TASK TO CARRY OUT> Take the entries below and print, exactly, the stretch from the line containing "crib and place a point on every instance?" through the line containing "Thank you for the photo. Could you please identify the chair", both included.

DATA FOR THIS EXERCISE>
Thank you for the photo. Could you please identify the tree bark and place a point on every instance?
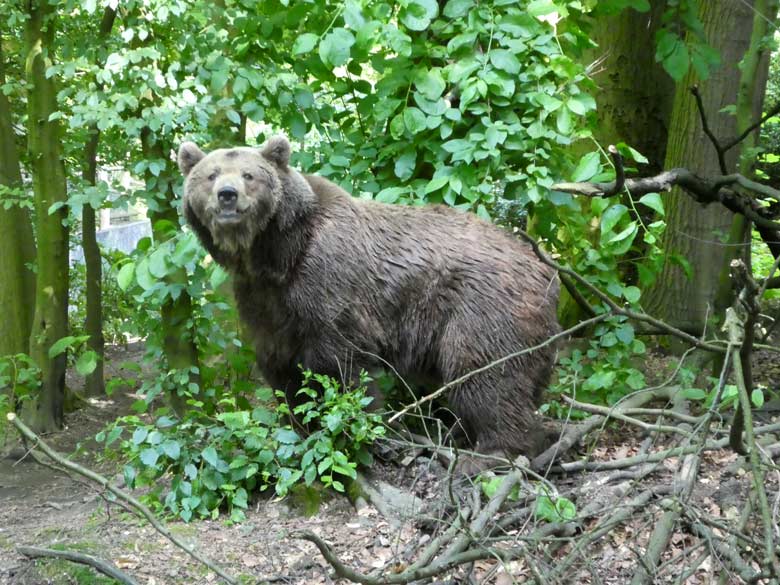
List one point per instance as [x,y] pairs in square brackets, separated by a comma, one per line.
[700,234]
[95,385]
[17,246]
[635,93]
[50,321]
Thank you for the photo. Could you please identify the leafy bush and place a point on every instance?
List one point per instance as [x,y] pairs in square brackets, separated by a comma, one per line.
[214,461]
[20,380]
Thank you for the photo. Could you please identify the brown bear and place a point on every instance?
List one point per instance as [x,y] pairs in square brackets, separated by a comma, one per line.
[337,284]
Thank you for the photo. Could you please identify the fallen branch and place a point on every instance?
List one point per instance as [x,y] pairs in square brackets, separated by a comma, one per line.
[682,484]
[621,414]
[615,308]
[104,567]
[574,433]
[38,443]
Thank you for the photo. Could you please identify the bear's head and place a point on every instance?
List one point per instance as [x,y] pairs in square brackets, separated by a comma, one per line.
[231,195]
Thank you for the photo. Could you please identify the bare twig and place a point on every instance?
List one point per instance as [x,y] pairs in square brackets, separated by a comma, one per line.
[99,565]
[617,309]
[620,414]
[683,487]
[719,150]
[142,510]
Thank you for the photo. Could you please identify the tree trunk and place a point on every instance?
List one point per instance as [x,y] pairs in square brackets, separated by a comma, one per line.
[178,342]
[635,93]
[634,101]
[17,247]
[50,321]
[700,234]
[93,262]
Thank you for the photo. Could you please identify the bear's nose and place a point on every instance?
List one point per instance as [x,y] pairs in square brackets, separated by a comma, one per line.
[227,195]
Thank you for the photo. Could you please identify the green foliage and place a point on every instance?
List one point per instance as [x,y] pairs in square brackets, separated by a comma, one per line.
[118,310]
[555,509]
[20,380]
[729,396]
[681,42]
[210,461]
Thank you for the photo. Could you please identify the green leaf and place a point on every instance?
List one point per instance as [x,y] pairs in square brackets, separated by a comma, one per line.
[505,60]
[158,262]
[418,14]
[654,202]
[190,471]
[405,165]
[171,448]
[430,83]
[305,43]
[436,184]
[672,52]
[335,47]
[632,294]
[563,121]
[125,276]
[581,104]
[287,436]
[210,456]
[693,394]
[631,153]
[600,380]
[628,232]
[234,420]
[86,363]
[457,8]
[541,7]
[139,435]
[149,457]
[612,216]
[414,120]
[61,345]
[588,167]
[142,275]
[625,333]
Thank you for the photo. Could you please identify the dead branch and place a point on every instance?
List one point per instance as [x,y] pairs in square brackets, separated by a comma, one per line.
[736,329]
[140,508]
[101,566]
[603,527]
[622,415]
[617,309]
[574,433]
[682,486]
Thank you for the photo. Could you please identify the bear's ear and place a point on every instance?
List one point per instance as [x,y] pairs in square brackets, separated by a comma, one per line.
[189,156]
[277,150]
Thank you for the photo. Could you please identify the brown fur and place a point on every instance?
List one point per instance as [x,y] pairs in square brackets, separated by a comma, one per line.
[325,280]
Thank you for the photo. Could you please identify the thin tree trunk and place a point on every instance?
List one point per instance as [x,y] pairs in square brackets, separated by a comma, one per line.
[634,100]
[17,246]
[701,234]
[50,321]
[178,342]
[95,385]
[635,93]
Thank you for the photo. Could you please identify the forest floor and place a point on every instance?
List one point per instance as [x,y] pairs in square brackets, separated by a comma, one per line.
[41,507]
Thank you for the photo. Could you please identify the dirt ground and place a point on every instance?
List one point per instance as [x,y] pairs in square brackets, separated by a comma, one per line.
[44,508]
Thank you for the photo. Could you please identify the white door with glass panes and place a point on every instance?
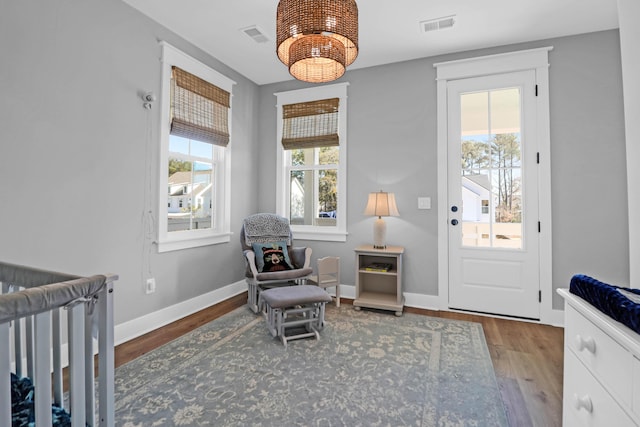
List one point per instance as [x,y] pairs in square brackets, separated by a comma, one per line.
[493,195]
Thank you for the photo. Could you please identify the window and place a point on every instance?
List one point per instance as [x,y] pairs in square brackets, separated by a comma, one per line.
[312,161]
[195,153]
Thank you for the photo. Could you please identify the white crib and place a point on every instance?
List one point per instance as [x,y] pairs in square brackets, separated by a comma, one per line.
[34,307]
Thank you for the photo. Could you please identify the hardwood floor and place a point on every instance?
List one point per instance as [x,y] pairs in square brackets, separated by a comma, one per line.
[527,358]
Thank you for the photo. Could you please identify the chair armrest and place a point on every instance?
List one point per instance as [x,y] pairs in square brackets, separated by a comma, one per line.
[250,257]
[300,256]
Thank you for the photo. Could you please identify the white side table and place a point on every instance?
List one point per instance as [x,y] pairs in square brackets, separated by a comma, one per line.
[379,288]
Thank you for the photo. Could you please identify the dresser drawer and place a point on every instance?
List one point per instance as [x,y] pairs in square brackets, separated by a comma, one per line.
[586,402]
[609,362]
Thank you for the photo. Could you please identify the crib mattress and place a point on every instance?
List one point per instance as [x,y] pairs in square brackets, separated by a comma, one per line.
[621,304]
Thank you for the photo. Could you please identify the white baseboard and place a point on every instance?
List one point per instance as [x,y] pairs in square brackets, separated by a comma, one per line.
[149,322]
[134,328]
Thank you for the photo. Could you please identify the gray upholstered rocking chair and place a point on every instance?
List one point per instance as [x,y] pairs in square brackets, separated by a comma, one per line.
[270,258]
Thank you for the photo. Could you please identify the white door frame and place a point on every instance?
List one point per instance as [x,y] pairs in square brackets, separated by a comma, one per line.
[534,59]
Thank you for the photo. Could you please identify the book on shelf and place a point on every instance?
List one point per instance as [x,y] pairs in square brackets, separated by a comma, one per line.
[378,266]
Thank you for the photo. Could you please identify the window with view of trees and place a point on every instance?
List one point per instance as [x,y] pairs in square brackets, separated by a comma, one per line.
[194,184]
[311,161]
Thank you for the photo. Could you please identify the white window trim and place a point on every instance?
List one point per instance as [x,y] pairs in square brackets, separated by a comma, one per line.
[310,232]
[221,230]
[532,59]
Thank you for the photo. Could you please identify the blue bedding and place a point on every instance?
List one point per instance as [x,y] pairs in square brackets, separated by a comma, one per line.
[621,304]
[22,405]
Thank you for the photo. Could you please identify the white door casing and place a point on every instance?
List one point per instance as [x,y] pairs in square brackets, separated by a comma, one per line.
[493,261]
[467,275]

ANSWER TO THIS PROBLEM>
Thank you for the photo. Could you please identify the white crib and place a point on every instance?
List one point per instance as [x,y] pairs in square brackets, separated by a comma, one per line.
[34,307]
Thank you for the photo. Could you please identify the hardwood floor and place a point on every instance?
List one point per instance as [x,y] pairs in square brackets, separated by a comma, one per line.
[527,358]
Thank you for the photo. Could you please identify the chair armrest and place a point on every instance?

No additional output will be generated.